What to do
Copy out the rows below verbatim, starting at the line that contains "Could you please spot the palm" and ending at the final line of the rows.
__________
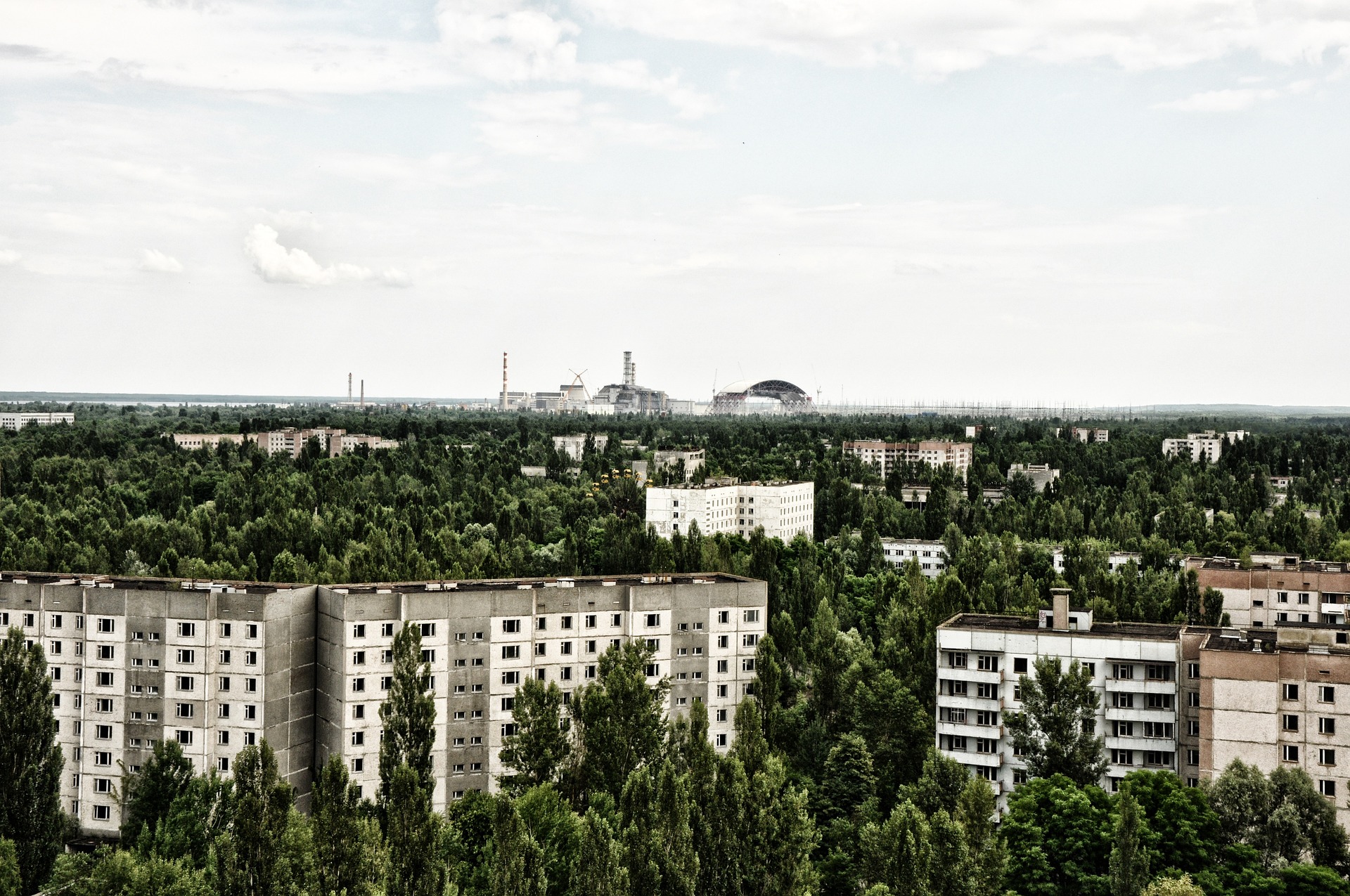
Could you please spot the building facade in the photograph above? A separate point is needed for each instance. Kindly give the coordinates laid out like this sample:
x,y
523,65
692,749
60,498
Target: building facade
x,y
785,509
1207,444
218,667
929,555
1134,667
1279,699
18,420
1278,589
934,454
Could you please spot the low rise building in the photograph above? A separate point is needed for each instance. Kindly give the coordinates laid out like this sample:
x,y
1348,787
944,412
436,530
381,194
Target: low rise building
x,y
783,509
1279,699
1040,475
575,446
18,420
1202,444
218,665
694,459
1278,589
929,555
1134,670
195,440
885,455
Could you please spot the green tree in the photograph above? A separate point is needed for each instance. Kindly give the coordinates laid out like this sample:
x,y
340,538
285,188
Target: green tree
x,y
518,859
408,715
416,866
600,862
1129,856
345,860
249,862
540,744
10,878
1056,727
620,717
30,798
152,793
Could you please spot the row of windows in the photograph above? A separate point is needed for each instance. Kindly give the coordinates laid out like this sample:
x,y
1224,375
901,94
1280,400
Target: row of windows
x,y
1290,722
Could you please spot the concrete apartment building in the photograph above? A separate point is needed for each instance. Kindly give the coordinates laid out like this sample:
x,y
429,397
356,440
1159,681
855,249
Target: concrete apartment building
x,y
1041,475
934,454
785,509
1278,589
1279,698
133,661
1145,710
575,446
929,555
18,420
484,639
1202,444
694,460
221,665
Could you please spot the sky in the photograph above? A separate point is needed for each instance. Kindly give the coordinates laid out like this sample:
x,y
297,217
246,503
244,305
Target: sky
x,y
1110,202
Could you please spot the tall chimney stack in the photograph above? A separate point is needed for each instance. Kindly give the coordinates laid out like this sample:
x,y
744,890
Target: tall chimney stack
x,y
1060,609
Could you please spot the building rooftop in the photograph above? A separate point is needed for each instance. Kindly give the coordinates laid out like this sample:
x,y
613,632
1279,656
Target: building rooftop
x,y
1143,630
149,583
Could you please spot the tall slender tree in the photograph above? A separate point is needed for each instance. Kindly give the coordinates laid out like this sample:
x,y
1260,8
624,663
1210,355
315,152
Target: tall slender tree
x,y
30,760
408,715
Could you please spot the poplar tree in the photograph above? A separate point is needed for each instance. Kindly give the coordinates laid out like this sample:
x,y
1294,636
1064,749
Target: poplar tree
x,y
30,761
408,715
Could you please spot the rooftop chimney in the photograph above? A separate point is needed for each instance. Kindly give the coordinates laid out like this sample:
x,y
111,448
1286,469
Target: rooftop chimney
x,y
1060,609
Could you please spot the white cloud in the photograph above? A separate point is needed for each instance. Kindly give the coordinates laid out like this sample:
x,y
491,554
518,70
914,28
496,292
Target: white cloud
x,y
940,37
560,124
157,261
394,277
280,265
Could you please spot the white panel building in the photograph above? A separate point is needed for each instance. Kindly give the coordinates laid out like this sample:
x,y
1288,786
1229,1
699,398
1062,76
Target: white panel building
x,y
1134,668
785,509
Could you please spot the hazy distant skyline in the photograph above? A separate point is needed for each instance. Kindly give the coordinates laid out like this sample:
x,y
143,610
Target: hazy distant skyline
x,y
1103,204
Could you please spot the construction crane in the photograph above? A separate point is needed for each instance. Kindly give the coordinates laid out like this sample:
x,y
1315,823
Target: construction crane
x,y
577,382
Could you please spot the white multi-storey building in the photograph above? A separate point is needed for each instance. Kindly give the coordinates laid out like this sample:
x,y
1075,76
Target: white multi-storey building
x,y
934,454
1133,665
929,555
575,446
18,420
783,509
485,639
1207,444
218,667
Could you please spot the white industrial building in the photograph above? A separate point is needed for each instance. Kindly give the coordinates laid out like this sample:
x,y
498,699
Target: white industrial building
x,y
18,420
929,555
1134,668
785,509
575,446
1207,444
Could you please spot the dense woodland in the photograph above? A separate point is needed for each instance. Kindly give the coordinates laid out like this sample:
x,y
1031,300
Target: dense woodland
x,y
832,786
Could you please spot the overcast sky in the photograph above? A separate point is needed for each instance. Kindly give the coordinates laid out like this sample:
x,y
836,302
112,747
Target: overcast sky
x,y
1118,202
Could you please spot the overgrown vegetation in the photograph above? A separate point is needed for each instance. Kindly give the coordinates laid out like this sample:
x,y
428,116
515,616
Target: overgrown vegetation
x,y
830,786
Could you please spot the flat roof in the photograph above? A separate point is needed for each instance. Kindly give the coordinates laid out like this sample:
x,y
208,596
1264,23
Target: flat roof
x,y
989,623
152,583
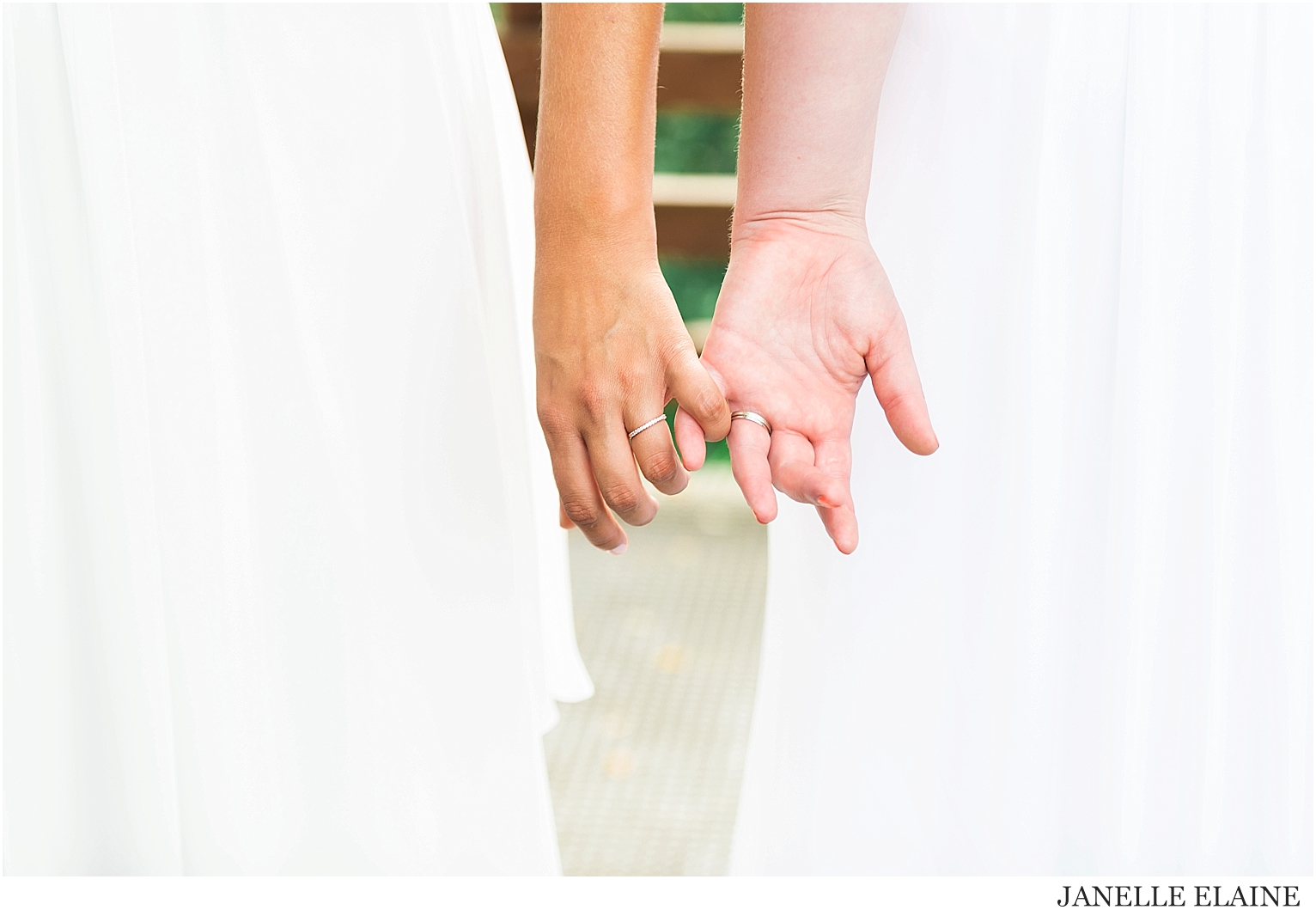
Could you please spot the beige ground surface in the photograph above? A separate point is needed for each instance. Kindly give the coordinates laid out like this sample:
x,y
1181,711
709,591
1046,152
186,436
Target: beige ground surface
x,y
646,774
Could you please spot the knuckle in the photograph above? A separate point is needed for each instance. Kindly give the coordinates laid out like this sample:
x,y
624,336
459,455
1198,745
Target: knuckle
x,y
662,467
595,403
623,498
708,404
553,420
583,512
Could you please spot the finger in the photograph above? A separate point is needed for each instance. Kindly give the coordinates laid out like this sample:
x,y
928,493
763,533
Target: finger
x,y
895,382
795,474
695,390
615,469
657,458
832,457
747,443
581,500
690,440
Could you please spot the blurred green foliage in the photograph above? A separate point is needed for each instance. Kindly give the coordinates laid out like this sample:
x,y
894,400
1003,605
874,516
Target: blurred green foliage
x,y
695,284
716,452
697,143
704,12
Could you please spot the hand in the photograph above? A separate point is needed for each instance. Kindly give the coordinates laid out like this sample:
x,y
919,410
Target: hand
x,y
611,351
804,316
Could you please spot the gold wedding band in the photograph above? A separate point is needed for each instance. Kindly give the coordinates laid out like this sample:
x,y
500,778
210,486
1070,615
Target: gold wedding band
x,y
753,418
643,427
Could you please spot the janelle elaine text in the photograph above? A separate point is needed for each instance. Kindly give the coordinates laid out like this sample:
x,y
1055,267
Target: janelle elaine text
x,y
1179,895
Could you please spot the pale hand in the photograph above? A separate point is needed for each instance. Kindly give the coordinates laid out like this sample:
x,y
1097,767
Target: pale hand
x,y
804,316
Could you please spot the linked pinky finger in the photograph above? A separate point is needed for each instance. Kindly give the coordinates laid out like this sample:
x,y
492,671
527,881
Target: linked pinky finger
x,y
690,440
747,443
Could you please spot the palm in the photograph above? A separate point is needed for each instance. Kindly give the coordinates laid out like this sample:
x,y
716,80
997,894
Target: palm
x,y
803,319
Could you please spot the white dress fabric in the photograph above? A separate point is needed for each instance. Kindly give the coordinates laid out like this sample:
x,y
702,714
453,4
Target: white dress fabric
x,y
1078,638
283,586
__________
Solution
Could you please spot the palm in the photograph above? A separate point is needed for each instance. Kindly give the coordinates laid out like this sample:
x,y
716,80
997,894
Target: palm
x,y
803,319
Could you please spot the white dress fabric in the photograph above? A separate point is needed for each instance. Kindly give the coordinates laid out like this sample:
x,y
702,714
453,4
Target: white dress fabric
x,y
1078,638
283,586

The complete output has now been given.